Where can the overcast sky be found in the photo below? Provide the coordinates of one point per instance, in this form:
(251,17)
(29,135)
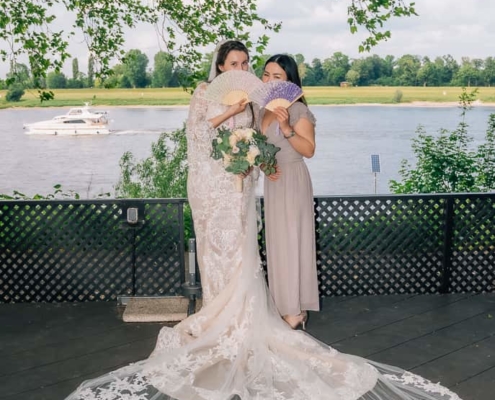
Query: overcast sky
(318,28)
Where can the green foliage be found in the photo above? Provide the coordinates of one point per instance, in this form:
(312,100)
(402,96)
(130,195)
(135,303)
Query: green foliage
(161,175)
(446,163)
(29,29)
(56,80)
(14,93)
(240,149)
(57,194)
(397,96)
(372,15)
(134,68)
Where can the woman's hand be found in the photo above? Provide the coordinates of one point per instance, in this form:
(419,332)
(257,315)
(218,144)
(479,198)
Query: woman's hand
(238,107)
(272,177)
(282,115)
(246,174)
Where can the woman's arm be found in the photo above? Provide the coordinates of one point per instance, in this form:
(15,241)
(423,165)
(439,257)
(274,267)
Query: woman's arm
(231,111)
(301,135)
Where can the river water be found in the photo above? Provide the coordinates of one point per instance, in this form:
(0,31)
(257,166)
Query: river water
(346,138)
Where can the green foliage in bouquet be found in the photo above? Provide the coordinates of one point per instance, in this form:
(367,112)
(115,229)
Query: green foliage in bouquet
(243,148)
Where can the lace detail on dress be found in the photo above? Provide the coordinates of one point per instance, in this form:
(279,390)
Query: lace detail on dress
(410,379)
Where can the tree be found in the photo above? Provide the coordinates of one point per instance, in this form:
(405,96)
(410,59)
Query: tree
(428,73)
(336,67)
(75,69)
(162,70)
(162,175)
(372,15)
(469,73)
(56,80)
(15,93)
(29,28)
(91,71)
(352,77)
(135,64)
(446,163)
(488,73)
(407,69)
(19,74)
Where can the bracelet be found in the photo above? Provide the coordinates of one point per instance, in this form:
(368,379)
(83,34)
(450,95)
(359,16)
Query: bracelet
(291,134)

**Required task**
Omit the pictures, then output the rest of the listing exactly.

**Response to this exercise**
Where can the overcast sky be found in the photo below? Provide the coordinates of one point per instance, in this form:
(251,17)
(29,135)
Query: overcast sky
(318,28)
Where can the green foliage be found in the photo above? Provide the coordinates of one point per instance, in this form:
(312,100)
(402,96)
(130,195)
(135,303)
Query: green foliage
(161,175)
(446,163)
(29,29)
(56,80)
(14,93)
(240,149)
(57,194)
(397,96)
(372,15)
(134,68)
Where can the woman's hand be found in the photo above? Provide the coordinates of one point per instance, in this form:
(419,332)
(257,315)
(218,144)
(479,198)
Query: woman's hand
(238,107)
(272,177)
(282,115)
(246,174)
Where can the woman's arm be found in the photo above? Provide the coordinates of one point per instance, in this form:
(15,241)
(423,165)
(439,257)
(274,267)
Query: woman's arm
(231,111)
(301,135)
Where can the river water be found in the photo above? Provide the coordinates of one point per instance, in this form:
(0,31)
(257,166)
Query: river water
(346,138)
Where can the green foliage in bouquet be found in the photo above? Provide the coordinates of one point per instance, in this form:
(367,112)
(115,229)
Query: green foliage in bouquet
(243,148)
Where can the lace detail on dress be found in the photo above? Provide the coordinates of one point per instance, in this form:
(279,390)
Query: lace detail on dress
(410,379)
Where can the tree be found in the photo above? Provide the coordinates of one point per instance, in this form:
(405,96)
(410,59)
Query: tree
(428,73)
(336,67)
(75,69)
(162,70)
(162,175)
(372,15)
(469,73)
(56,80)
(15,93)
(29,28)
(91,71)
(352,77)
(135,64)
(446,163)
(488,73)
(407,69)
(19,74)
Where can the bracelet be found in the photo above? Provide the coordinates of one point per instance, in this form:
(368,379)
(83,34)
(450,95)
(359,16)
Query: bracelet
(291,134)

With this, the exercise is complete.